Equation (8) the is parent’s optimal level of utility obtained from the welfare outcomes of two individuals in the household which indicates that Equation (8) holds true if there is no bias in resource allocation.

Of interest here is the nutrition of non-working age group of children. As we have noted earlier, the nutrition achievements of children, in terms of *z*-score, in the same household can vary due to influences by unmeasured parents’ characteristics such as child gender preference on resource allocation.

### Estimation strategy

The structure of LSMS dataset in Ethiopia is a hierarchical type where individual child information is nested within the parents’, and the household is, in turn, nested within the environmental shock that happened to the household. Our variable of interest, child nutrition outcome variable, is at an individual level, level 1; parents are at level 2; environmental shocks to the household^{Footnote 5} are at level 3. In other terms, child nutrition achievements are influenced both by child’s unobserved heterogeneity at an individual level, unobserved parents’ preference heterogeneity on resources allocation at household level, and household level environmental shocks hieratically. Our hierarchical model for panel dataset is known as repeated measures or growth-curve model (Gelman and Hill, 2007; Balov, 2016; StataCorp L. P, 2013). Dropping the panel time subscript for convenience, let us present a simple repeated measures model (or growth-curve model) which allows both intercept and slope-coefficient to vary as (Raudenbush and Bryk, 2002):

$$ {H}_{0 ps}={\beta}_{ips}+{\beta}_{1 ps}{g}_{ips}+{\varepsilon}_{ips} $$

(9)

where *i*, *p*, and *s* represent individual, parents at level 2, and shock variables at level 3 respectively. *H*_{ips}, *g*_{ips}, and *ε*_{ips} denote nutrition outcomes of individual, *i*, individual covariates at level 1, and idiosyncratic error respectively. *β*_{1ps} is the slope coefficient for variable *g*_{ips}, a level 1 covariate. We are assuming that the constant term, *β*_{ips}, randomly varies across units as a function of some level 2, *x*_{p} and level 3, *k*_{s} factors; these factors include household level and shock events variables. *ε*_{ips} is the idiosyncratic error term.

The model in (9) accounts for any possible heterogeneity associated with *p* and *s*. In what follows from Equation (10) to (13), we explain how the random variation of the constant term across units that exists due to the effect of some higher-level factors. The intercept and slope at level 1 model in (9) vary between children depending on factors in level 2 presented as below

$$ {\beta}_{ops}={\alpha}_{00s}+{\alpha}_{01}{x}_{1 ps}+{u}_{0 ps} $$

(10)

$$ {\beta}_{1 ps}={\alpha}_{10s} $$

(11)

In the same way, intercepts in the level 2 models, *β*_{ops} and *β*_{1ps}, vary between households according to the following level 3 models

$$ {\alpha}_{00s}={\gamma}_{000}+{\gamma}_{001}{k}_{1s}+\dots +{\gamma}_{005}{k}_{5s}+{\upsilon}_{0s} $$

(12)

Exercise brief: Extend the excerpt on the hierarchical growth-curve model of child nutrition, picking up right after Equation (12). The data that follows is not needed.

Extracted material:
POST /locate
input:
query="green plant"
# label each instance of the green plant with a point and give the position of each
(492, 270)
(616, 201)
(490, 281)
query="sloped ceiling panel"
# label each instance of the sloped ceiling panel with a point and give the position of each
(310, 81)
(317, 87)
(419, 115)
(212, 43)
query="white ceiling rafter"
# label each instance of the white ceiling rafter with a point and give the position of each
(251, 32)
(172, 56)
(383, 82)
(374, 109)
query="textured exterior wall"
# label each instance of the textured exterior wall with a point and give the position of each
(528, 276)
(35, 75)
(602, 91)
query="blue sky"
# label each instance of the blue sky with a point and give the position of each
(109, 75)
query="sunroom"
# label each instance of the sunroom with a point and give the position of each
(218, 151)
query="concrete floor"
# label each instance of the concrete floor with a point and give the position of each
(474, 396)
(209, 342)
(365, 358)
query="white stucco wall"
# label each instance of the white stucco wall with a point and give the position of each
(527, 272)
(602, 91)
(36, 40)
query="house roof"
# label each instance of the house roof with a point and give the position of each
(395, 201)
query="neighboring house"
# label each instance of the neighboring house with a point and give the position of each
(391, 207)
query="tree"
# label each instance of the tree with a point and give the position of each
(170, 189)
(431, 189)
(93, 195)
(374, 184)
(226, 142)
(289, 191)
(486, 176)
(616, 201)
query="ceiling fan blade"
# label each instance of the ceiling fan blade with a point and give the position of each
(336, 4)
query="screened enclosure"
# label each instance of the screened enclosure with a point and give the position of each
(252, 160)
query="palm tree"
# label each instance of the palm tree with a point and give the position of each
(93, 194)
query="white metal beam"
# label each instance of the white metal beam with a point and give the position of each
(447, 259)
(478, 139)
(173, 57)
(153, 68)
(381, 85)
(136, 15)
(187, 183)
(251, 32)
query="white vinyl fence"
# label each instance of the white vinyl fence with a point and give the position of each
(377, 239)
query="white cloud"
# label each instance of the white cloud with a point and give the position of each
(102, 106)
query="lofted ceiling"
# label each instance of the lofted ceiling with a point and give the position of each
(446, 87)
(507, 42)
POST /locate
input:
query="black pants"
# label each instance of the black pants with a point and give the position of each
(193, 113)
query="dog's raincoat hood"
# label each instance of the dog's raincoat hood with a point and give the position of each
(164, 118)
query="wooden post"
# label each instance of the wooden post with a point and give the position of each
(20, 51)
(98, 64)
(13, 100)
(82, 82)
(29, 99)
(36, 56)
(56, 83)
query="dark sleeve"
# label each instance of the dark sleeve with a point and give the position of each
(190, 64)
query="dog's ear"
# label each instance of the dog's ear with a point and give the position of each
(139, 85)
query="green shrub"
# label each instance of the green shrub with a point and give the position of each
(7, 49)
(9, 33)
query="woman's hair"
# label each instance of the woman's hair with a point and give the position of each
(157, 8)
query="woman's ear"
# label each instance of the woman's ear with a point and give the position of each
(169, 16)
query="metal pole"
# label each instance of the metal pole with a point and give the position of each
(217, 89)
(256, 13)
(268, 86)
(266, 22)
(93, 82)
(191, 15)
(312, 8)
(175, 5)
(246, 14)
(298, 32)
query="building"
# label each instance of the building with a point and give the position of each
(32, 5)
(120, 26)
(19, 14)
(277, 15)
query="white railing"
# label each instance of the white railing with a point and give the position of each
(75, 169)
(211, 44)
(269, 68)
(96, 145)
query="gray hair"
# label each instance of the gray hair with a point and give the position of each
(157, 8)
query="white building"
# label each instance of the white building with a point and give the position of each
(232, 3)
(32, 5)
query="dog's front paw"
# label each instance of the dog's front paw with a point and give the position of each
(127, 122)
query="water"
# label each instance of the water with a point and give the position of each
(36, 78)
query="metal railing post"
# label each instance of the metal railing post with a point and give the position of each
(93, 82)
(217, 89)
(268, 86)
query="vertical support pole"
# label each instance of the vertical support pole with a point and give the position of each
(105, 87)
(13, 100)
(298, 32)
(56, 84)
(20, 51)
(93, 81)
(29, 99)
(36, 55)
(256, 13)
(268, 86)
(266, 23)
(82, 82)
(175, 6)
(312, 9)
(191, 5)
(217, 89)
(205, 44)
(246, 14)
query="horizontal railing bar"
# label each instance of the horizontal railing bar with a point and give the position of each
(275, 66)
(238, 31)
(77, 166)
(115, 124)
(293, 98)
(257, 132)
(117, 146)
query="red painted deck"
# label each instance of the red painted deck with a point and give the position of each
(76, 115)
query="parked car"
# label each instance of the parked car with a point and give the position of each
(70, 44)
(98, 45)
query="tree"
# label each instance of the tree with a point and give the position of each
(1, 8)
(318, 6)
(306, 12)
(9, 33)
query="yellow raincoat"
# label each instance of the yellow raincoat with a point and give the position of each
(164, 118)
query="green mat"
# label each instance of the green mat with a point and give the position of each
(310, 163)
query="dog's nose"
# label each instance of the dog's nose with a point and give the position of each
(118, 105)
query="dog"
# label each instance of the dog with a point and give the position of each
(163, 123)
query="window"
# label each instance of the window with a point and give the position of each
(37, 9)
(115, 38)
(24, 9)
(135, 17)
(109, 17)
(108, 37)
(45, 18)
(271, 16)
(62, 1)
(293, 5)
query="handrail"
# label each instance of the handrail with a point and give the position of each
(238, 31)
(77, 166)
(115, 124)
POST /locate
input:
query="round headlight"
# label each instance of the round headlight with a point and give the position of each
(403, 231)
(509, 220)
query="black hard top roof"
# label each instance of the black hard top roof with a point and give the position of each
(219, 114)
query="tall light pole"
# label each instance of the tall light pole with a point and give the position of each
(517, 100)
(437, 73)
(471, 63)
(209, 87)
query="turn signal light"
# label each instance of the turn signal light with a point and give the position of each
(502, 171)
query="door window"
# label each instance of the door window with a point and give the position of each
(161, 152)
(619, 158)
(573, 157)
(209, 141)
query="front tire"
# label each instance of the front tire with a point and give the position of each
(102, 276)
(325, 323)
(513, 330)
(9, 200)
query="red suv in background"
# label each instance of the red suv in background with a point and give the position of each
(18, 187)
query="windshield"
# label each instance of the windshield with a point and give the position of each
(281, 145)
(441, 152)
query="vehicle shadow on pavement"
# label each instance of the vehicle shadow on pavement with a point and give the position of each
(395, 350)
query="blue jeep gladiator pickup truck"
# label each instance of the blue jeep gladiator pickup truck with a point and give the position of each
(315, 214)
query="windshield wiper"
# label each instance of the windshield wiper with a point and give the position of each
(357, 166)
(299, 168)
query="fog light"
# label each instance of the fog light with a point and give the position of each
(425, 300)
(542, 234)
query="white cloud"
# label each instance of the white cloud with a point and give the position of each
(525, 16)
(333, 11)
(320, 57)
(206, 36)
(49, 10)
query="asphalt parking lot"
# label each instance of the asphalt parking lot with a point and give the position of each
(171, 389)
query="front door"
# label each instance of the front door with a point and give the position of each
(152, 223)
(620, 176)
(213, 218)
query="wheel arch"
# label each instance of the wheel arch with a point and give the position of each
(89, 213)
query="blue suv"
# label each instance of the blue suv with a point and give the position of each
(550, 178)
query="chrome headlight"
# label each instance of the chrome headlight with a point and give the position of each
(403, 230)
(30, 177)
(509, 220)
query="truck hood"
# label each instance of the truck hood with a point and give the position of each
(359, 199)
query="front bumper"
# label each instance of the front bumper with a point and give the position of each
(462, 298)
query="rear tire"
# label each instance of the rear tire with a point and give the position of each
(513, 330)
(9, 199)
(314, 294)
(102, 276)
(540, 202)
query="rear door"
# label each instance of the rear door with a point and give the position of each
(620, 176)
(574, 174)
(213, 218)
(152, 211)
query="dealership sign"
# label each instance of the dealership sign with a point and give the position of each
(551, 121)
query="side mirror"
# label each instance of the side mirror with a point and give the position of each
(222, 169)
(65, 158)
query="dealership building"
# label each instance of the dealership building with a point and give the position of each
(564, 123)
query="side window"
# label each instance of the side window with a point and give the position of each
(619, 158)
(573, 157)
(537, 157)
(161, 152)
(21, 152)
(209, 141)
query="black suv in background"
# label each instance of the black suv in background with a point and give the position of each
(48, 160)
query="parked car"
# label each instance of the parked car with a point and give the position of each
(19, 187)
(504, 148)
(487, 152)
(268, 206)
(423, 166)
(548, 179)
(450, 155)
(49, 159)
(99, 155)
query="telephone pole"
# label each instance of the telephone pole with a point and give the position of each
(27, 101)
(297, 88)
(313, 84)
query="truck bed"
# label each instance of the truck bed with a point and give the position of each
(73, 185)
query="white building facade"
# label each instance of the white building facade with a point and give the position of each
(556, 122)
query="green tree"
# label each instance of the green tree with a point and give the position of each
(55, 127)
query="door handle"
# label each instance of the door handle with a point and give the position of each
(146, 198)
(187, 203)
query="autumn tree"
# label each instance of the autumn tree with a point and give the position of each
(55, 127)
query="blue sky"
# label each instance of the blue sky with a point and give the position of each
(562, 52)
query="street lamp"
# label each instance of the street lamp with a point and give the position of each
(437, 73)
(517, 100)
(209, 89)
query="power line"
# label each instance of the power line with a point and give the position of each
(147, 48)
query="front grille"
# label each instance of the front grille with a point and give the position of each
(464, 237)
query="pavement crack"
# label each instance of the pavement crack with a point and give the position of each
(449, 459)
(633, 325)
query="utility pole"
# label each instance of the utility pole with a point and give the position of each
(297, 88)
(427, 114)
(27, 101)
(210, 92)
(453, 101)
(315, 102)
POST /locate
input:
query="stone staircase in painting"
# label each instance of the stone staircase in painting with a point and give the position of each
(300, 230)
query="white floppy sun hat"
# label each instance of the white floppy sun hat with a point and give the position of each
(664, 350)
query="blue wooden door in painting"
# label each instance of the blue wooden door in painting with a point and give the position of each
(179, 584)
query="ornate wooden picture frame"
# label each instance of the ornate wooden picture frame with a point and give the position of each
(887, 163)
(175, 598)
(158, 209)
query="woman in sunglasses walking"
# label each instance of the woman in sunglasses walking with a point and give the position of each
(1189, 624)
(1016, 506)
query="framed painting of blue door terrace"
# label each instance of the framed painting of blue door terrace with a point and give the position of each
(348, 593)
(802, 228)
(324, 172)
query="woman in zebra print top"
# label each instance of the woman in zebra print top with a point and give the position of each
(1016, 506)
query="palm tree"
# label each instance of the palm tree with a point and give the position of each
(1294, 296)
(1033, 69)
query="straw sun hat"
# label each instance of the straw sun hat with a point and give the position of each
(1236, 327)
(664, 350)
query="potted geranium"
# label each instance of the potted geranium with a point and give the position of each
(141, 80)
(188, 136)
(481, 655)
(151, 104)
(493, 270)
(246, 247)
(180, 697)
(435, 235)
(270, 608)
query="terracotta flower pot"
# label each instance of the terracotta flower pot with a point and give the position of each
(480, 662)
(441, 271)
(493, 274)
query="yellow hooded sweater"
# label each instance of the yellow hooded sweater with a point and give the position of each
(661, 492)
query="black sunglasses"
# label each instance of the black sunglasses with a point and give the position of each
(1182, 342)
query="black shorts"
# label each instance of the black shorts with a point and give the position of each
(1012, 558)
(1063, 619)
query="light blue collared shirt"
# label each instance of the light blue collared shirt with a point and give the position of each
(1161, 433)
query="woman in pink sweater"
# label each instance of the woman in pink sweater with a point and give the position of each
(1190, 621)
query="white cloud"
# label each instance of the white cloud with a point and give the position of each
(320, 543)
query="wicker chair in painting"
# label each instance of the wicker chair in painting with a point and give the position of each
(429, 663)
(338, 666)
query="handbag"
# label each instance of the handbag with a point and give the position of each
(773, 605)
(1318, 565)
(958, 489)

Solved exercise:
$$ {\alpha}_{10s}={\gamma}_{100}+{\gamma}_{101}{k}_{1s}+\dots +{\gamma}_{105}{k}_{5s} $$

(13)

Substituting (12) and (13) into (10) and (11), respectively, and then substituting (10) and (11) in to (9) gives

$$ {H}_{ips}=\left({\gamma}_{000}+{\gamma}_{001}{k}_{1s}+\dots +{\gamma}_{005}{k}_{5s}+{\upsilon}_{0s}\right)+\left({\alpha}_{01}{x}_{1p\mathrm{s}}+{u}_{0 ps}\right)+\left({\gamma}_{100}+{\gamma}_{101}{k}_{1s}+\dots +{\gamma}_{105}{k}_{5s}\right){g}_{ips}+{\varepsilon}_{ips} $$

(14)

Rearranging the reduced-form model in (14), we get

$$ {H}_{ips}={\gamma}_{000}+{\gamma}_{001}{k}_{1s}+\dots +{\gamma}_{005}{k}_{5s}+{\gamma}_{100}{g}_{ips}+{\gamma}_{101}{k}_{1s}{g}_{ips}+\dots +{\gamma}_{105}{k}_{5s}{g}_{ips}+{\alpha}_{01}{x}_{1 ps}+{\upsilon}_{0s}+{u}_{0 ps}+{\varepsilon}_{ips} $$

(15)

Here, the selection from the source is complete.